Material provided |
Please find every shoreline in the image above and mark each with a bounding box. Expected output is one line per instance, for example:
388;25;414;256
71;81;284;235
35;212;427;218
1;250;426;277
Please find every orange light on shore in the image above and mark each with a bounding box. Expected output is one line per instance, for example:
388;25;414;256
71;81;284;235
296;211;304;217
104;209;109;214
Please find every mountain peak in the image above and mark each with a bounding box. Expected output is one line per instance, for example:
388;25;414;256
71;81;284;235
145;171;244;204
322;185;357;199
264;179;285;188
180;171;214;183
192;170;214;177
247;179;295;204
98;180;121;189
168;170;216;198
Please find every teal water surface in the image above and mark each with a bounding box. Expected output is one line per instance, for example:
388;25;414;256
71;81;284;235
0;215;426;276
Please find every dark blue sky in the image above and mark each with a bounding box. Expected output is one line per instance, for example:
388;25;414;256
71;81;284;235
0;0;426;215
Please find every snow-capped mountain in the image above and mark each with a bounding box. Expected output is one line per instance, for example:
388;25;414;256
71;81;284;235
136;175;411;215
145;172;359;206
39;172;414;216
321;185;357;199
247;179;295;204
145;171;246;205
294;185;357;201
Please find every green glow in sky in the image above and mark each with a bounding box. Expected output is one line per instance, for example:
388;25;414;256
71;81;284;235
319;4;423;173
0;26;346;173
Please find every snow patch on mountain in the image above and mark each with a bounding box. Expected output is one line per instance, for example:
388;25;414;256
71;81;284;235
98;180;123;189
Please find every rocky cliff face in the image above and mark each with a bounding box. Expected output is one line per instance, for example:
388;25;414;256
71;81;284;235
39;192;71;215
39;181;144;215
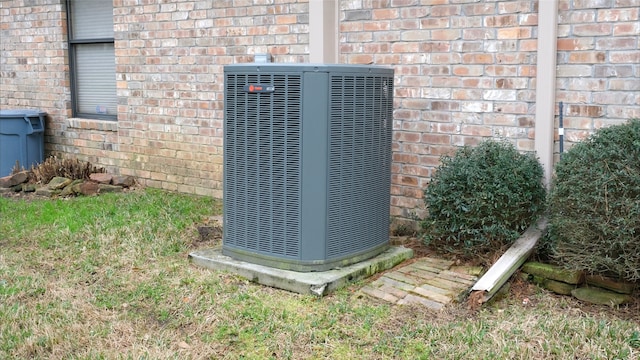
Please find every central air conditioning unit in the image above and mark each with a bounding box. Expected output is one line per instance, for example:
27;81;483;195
223;64;394;272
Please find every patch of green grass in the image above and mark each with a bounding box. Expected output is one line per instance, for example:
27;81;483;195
0;189;638;359
630;331;640;349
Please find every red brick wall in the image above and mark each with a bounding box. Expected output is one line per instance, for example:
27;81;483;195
340;0;639;219
1;0;309;197
109;0;309;196
341;0;541;218
556;1;640;143
1;0;638;221
0;0;70;153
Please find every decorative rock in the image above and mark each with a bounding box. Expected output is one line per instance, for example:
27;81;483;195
48;176;72;190
98;184;123;193
521;262;584;285
78;181;99;196
0;177;10;188
111;175;135;188
71;183;81;194
13;171;28;184
59;186;74;197
0;171;29;188
11;184;23;192
525;274;576;296
90;173;113;184
571;287;632;307
60;179;82;197
586;275;636;295
22;183;36;192
534;276;576;295
544;280;577;296
13;171;29;184
35;187;60;197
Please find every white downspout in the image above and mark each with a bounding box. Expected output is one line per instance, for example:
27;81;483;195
534;0;559;188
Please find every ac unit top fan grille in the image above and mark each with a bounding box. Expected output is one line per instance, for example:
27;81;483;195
223;64;394;272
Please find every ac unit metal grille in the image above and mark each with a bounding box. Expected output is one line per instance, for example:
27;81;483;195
327;74;393;258
224;73;302;258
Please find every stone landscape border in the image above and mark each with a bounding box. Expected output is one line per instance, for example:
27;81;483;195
0;171;136;198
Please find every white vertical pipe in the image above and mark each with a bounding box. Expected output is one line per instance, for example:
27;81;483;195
309;0;338;63
534;0;559;188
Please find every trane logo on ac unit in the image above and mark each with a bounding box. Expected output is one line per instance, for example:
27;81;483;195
243;84;275;93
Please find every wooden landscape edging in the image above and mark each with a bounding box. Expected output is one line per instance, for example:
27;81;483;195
469;218;548;305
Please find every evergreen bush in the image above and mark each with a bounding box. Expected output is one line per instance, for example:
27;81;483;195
545;119;640;282
421;140;546;257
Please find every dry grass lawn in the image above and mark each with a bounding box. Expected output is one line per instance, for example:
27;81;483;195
0;189;638;359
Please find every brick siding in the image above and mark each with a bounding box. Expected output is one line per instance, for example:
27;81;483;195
1;0;638;221
556;3;640;144
110;0;308;196
341;0;542;217
340;0;639;219
0;1;69;152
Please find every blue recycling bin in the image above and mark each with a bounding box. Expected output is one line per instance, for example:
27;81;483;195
0;109;46;177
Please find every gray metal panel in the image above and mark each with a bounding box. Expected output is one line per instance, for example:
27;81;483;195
300;71;329;262
326;73;393;259
223;71;303;260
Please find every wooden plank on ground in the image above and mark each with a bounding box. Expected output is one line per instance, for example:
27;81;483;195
423;276;469;291
379;284;409;300
417;257;454;270
471;218;547;304
440;269;478;282
417;283;453;296
406;263;443;275
438;270;477;286
361;286;399;303
385;271;422;286
378;276;416;292
398;268;438;282
366;279;384;289
410;286;451;304
450;265;484;278
398;294;444;310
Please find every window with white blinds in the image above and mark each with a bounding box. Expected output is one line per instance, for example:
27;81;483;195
67;0;116;120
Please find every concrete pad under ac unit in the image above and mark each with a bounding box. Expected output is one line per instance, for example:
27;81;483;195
189;246;413;296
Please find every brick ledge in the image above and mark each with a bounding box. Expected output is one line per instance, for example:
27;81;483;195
67;118;118;132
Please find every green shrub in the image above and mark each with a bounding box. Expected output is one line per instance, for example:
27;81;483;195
545;119;640;282
421;140;546;257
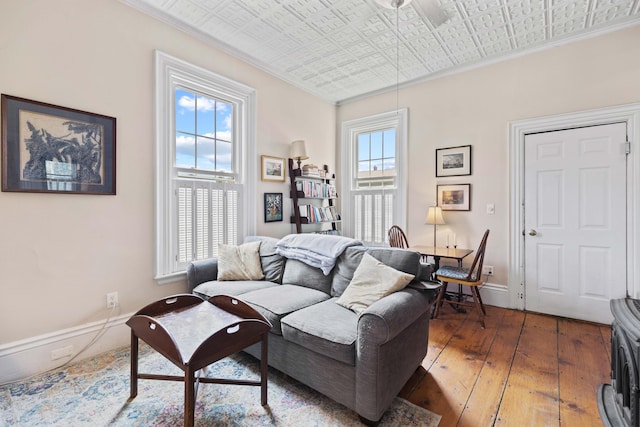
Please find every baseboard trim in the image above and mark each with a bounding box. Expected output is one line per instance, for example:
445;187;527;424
0;311;134;385
481;282;509;308
440;281;509;309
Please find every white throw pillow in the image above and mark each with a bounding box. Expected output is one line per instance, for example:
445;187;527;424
336;252;414;314
217;241;264;281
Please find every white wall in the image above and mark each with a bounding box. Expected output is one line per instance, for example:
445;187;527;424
0;0;335;372
337;24;640;289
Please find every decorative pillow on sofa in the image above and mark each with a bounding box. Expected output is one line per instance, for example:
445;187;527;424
336;252;414;314
217;241;264;281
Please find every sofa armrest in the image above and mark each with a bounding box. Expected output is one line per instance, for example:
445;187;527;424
355;287;436;422
186;258;219;292
358;288;433;345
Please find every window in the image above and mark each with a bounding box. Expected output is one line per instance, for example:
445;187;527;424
356;129;397;188
155;51;256;282
175;89;234;175
341;109;407;246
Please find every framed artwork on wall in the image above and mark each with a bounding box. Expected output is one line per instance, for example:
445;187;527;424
435;145;471;177
261;155;286;182
264;192;283;222
437;184;471;211
1;94;116;195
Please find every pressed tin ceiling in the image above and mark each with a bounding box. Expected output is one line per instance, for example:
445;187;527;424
123;0;640;104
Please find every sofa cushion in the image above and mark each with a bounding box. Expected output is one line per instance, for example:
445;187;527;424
281;298;358;366
281;259;332;294
245;236;285;283
331;246;421;297
240;285;330;335
330;246;368;296
336;253;415;314
192;280;278;299
217;241;264;281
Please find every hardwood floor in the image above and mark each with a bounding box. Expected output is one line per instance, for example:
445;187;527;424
399;305;611;426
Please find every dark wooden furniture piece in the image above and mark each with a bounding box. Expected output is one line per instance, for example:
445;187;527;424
388;225;409;249
126;294;272;427
433;229;490;328
598;298;640;427
288;158;340;234
410;245;474;272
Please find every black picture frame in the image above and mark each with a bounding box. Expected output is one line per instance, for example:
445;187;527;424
1;94;116;195
437;183;471;211
264;192;283;222
435;145;472;177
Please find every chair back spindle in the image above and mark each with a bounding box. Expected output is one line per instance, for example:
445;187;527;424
388;225;409;249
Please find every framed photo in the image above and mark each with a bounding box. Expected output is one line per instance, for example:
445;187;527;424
437;184;471;211
435;145;471;177
264;192;283;222
261;155;286;182
1;94;116;195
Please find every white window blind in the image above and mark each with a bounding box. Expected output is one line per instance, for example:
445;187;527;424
175;180;241;268
352;192;394;245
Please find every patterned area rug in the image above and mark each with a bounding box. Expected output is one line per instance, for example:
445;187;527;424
0;343;440;426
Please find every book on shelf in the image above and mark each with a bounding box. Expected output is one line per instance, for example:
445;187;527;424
298;204;339;223
295;179;337;198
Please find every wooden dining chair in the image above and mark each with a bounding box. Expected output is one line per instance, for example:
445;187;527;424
388;225;434;280
433;229;490;328
387;225;409;249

Task to complete | Every line above that includes the string "brick" needs to be copied.

Answer space |
Please find every red brick wall in the image above and mark each with a bounding box. Expected output is one line per instance, for example:
Please find every brick siding in the image above and mark each with a bounding box. Expected output is one line per instance, for example:
Please find every brick ledge in the image above and mark each with a bounding box. Expected output is one line per instance, for example:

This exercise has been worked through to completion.